>> begin Page extract

In April, 2024, Luckin announced that its roasting plant in Jiangsu, Kunshan, had started production. The total investment into the plant will reach around $120 million, and the annual roasting capacity is approximately 30,000 tons. Credit: Luckin
Indeed, as China’s domestic consumption slows and the price war squeezes bottom lines, the coffee wars in China are already claiming victims. Seesaw Coffee, a Shanghai-based chain that specializes in artisanal coffee, closed a quarter of its 100 stores in the past year and admitted to cash flow problems. Pacific Coffee, a Hong Kong chain founded in 1992, is down to 50 outlets in mainland China, less than a third compared to 2023, according to Canyan Data, a market information provider.
Even Starbucks, which has positioned itself as a premium brand offering quality coffee, free Wi-Fi and a space to hang out, is not exempted: The U.S. company reported a 14 percent drop in comparable store sales in China in the fourth quarter of the year. The company recently hired its first-ever chief growth officer in the region to help shake things up.

>> end Page extract

Task to complete >> Set down word for word the part of the China coffee text starting with "In April, 2024, Luckin" and going on through "market information provider.".

>> begin Data excerpts

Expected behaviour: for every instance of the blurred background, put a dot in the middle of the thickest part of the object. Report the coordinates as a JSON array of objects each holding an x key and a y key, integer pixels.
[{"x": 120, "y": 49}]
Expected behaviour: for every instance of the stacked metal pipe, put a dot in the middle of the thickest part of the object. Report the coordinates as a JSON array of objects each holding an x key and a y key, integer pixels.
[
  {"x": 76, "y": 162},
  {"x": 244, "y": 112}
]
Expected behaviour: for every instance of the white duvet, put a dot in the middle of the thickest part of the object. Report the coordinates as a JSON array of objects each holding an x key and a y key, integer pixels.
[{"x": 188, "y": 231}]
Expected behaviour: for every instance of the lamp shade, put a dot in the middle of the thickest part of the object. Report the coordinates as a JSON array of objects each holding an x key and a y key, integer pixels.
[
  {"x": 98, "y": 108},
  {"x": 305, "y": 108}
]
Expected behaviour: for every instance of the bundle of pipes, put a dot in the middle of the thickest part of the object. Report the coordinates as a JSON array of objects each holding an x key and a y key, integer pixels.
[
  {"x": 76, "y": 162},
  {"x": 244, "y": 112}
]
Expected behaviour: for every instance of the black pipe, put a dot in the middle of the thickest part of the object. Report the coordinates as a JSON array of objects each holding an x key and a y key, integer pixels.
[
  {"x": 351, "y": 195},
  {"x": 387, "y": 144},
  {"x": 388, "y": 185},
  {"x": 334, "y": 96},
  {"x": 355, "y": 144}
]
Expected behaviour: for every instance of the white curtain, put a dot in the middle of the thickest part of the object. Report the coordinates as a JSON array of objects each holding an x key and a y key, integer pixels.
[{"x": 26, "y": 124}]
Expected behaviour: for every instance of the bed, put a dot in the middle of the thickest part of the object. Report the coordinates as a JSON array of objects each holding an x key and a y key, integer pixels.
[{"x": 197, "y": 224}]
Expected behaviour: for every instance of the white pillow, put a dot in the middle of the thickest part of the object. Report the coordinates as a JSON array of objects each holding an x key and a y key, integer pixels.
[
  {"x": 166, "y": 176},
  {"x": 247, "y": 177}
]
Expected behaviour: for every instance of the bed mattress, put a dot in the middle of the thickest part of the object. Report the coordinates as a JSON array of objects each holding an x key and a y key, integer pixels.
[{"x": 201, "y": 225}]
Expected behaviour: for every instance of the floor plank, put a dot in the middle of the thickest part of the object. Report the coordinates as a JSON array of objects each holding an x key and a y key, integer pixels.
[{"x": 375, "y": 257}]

>> end Data excerpts
>> begin Data excerpts

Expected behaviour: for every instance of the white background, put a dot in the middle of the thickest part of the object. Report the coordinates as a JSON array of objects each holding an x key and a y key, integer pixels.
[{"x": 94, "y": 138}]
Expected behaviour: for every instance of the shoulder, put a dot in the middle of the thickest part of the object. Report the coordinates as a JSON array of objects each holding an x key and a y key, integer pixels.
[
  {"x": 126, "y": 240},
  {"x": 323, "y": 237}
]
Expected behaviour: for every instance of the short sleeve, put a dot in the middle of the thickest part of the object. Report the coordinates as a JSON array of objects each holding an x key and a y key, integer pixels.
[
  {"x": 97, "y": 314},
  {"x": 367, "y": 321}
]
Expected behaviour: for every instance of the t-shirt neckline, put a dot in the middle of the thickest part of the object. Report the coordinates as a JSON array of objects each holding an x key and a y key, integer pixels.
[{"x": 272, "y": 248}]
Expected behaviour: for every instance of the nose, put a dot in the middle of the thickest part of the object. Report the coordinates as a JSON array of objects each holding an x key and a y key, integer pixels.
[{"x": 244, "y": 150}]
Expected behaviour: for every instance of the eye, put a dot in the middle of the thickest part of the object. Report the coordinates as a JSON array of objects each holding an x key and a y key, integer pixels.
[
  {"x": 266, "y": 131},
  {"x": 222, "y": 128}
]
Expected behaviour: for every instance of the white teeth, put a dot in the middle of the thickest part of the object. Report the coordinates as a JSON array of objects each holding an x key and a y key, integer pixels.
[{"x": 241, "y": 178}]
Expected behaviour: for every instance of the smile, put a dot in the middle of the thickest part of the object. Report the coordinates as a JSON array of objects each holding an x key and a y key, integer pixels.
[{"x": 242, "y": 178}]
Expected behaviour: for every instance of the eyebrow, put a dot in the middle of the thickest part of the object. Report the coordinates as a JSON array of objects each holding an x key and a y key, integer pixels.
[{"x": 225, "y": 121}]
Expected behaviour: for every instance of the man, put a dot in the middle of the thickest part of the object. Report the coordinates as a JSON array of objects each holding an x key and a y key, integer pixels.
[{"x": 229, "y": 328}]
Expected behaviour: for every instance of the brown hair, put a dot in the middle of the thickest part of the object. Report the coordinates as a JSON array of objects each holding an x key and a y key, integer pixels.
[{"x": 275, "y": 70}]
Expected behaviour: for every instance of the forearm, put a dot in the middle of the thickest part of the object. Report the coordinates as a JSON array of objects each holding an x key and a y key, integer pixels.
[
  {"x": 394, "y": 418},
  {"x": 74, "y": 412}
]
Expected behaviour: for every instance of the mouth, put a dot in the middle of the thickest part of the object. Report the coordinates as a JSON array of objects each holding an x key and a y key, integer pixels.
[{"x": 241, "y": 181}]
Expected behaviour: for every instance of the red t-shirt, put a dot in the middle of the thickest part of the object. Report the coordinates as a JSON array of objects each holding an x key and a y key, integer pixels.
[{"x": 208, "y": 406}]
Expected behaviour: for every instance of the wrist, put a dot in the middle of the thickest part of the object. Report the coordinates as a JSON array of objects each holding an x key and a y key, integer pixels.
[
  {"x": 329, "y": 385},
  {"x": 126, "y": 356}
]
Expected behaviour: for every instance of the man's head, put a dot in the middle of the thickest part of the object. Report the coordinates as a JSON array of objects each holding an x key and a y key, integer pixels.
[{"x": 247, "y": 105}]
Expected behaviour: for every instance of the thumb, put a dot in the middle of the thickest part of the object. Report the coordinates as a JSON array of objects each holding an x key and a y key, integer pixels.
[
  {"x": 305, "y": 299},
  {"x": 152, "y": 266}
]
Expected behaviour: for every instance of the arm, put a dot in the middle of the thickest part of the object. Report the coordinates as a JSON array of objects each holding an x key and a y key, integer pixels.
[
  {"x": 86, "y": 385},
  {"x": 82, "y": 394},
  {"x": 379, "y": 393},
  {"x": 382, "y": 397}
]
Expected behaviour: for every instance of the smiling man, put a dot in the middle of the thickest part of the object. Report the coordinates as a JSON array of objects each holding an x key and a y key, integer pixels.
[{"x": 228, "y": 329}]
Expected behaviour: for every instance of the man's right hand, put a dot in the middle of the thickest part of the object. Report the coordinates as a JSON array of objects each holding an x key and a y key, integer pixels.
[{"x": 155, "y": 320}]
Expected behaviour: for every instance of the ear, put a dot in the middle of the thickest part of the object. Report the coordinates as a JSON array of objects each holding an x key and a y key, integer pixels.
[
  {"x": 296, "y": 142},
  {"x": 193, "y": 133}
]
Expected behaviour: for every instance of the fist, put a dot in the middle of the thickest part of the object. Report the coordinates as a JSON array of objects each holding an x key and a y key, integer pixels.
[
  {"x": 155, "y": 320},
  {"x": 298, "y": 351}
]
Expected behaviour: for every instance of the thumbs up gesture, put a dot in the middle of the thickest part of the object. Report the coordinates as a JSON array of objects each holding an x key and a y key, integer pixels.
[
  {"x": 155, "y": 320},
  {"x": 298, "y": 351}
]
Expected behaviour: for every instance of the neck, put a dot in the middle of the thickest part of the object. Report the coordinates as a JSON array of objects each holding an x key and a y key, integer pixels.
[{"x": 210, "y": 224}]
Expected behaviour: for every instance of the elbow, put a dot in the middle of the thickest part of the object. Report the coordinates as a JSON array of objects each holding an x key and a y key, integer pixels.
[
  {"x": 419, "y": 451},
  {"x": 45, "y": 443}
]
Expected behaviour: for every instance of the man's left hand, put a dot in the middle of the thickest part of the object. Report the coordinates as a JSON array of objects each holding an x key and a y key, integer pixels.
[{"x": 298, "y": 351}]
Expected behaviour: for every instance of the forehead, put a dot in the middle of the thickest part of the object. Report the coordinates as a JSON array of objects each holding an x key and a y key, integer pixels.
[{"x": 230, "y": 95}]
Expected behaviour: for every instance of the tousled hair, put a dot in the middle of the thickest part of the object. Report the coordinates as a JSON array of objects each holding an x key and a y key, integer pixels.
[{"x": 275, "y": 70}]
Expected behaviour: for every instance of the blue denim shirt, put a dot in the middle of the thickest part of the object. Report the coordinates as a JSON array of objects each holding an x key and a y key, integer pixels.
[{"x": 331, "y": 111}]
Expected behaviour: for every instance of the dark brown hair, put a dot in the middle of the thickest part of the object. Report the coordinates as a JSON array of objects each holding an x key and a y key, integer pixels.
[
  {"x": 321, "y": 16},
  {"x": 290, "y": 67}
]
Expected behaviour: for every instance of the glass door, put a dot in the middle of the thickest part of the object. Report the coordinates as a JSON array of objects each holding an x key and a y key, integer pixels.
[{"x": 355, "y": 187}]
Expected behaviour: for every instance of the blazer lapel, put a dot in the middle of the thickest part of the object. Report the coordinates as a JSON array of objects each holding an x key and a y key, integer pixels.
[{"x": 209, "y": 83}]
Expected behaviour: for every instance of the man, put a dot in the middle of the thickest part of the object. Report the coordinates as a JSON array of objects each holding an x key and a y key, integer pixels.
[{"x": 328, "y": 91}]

>> end Data excerpts

Result of this exercise >>
In April, 2024, Luckin announced that its roasting plant in Jiangsu, Kunshan, had started production. The total investment into the plant will reach around $120 million, and the annual roasting capacity is approximately 30,000 tons. Credit: Luckin
Indeed, as China’s domestic consumption slows and the price war squeezes bottom lines, the coffee wars in China are already claiming victims. Seesaw Coffee, a Shanghai-based chain that specializes in artisanal coffee, closed a quarter of its 100 stores in the past year and admitted to cash flow problems. Pacific Coffee, a Hong Kong chain founded in 1992, is down to 50 outlets in mainland China, less than a third compared to 2023, according to Canyan Data, a market information provider.